> **Short exercise**: Recast the saved entries below as a JSON list of strings, one string per line, leaving out any blank lines.

[Saved entries]
******************************

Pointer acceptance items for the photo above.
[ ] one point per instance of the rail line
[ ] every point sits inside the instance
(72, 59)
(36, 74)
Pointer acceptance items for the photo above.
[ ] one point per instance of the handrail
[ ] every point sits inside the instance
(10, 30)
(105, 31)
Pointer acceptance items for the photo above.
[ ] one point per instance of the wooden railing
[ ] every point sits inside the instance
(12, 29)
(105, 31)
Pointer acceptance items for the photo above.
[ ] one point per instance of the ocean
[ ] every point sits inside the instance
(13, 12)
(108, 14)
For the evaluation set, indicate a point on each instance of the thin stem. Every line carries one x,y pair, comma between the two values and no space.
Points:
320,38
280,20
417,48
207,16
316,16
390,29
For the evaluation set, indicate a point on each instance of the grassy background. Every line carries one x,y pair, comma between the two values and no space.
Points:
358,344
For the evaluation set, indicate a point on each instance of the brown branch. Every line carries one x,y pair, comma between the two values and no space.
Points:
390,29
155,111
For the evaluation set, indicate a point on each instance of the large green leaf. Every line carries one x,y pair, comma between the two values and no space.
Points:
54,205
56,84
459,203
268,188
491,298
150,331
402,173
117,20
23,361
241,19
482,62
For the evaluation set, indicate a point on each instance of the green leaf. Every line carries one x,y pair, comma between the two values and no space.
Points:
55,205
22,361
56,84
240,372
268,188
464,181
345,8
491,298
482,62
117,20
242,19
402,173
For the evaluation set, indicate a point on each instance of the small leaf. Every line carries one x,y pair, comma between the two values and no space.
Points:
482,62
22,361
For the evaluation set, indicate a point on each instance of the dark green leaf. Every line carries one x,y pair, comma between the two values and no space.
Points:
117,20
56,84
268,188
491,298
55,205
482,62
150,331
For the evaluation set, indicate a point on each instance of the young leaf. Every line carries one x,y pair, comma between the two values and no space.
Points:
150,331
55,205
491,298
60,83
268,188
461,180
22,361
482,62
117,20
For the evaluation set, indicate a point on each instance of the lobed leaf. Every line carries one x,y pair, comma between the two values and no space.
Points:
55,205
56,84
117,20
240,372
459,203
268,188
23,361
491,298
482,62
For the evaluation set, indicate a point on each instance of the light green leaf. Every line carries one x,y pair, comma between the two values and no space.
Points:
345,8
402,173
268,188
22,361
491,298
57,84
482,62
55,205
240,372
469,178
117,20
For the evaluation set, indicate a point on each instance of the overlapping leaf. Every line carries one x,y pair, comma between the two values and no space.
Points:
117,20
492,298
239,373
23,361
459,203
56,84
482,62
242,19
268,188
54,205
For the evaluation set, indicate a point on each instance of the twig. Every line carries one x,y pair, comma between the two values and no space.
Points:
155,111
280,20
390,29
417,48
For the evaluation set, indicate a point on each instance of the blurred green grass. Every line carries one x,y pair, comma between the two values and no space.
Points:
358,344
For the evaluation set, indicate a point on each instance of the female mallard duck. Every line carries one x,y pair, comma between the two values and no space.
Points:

******************************

> **Finished exercise**:
[
  "Pointer acceptance items for the photo above.",
  "[ ] one point per instance of the rail line",
  "[ ] every point sits inside the instance",
  "(72, 59)",
  "(36, 74)",
  "Pointer acceptance items for the photo above.",
  "[ ] one point per instance of the handrail",
  "[ ] every point sits inside the instance",
  "(10, 30)",
  "(105, 31)",
  "Pointer acceptance items for the photo above.",
  "[ ] one point per instance of the wooden railing",
  "[ ] every point sits inside the instance",
  "(12, 29)",
  "(105, 31)",
  "Pointer acceptance items for the photo above.",
  "[ ] one point per instance of the ocean",
  "[ ] every point sits inside the instance",
  "(13, 12)",
  "(108, 14)",
  "For the evaluation set, indicate a point on each instance of the thin stem. Every line carries one x,y pair, comma between the two values and no space.",
  "Points:",
  "320,38",
  "280,20",
  "417,48",
  "207,16",
  "316,16",
  "390,29",
  "For the evaluation set, indicate a point on each instance of the grassy background. Every line carries one x,y pair, comma between the two values and no space.",
  "Points:",
  "358,344",
  "For the evaluation set, indicate a point on each instance of the brown branch. Every line carries one x,y pair, comma between the two values and no space.",
  "Points:",
  "390,29",
  "155,111",
  "For the evaluation set, indicate a point on each instance of the large green leaf. Every line carries one x,y pair, comma between the two values and no space.",
  "Points:",
  "54,205",
  "56,84",
  "459,203",
  "268,188",
  "491,298",
  "150,331",
  "402,173",
  "117,20",
  "23,361",
  "241,19",
  "482,62",
  "For the evaluation set, indicate a point on each instance of the green leaf. Every line carries one x,y pair, comma between the two values and no space.",
  "Points:",
  "55,205",
  "22,361",
  "56,84",
  "240,372",
  "268,188",
  "464,181",
  "345,8",
  "491,298",
  "482,62",
  "117,20",
  "242,19",
  "402,173",
  "For the evaluation set, indicate a point on each instance of the small leaf. Every line carries one x,y pair, comma between the two values and no space.",
  "Points:",
  "482,62",
  "22,361",
  "For the evaluation set, indicate a point on each instance of the dark green leaf. Every line carries one x,y pair, comma between the two values and no space.",
  "Points:",
  "117,20",
  "56,84",
  "268,188",
  "491,298",
  "55,205",
  "482,62",
  "150,331",
  "For the evaluation set, indicate a point on each instance of the young leaf. Every line carries one x,y pair, comma between the two values and no space.",
  "Points:",
  "150,331",
  "55,205",
  "491,298",
  "60,83",
  "268,188",
  "461,180",
  "22,361",
  "482,62",
  "117,20",
  "For the evaluation set, indicate a point on each instance of the lobed leaf. Every line carries one x,y pair, comma between the two values and no space.",
  "Points:",
  "55,205",
  "56,84",
  "117,20",
  "240,372",
  "459,203",
  "268,188",
  "23,361",
  "491,298",
  "482,62",
  "For the evaluation set, indicate a point on each instance of the light green leaf. Every line carries one x,y pair, comma between the two values and no space.",
  "Points:",
  "345,8",
  "402,173",
  "268,188",
  "22,361",
  "491,298",
  "57,84",
  "482,62",
  "55,205",
  "240,372",
  "469,178",
  "117,20",
  "For the evaluation set, indicate a point on each instance of the overlapping leaf. Every line carries one x,y pair, comma between the two values and no space.",
  "Points:",
  "117,20",
  "492,298",
  "239,373",
  "23,361",
  "459,203",
  "56,84",
  "482,62",
  "242,19",
  "268,188",
  "54,205",
  "For the evaluation set, indicate a point on each instance of the twig. Every line carries one x,y pair, comma between the two values and no space.",
  "Points:",
  "155,111",
  "280,20",
  "390,29",
  "417,48",
  "For the evaluation set, indicate a point on each instance of the blurred green grass. Every line carries one x,y pair, comma between the two values and no space.",
  "Points:",
  "358,344",
  "For the evaluation set, indicate a point on each instance of the female mallard duck. Every line carries one x,y pair, comma between the two values and no space.",
  "Points:"
]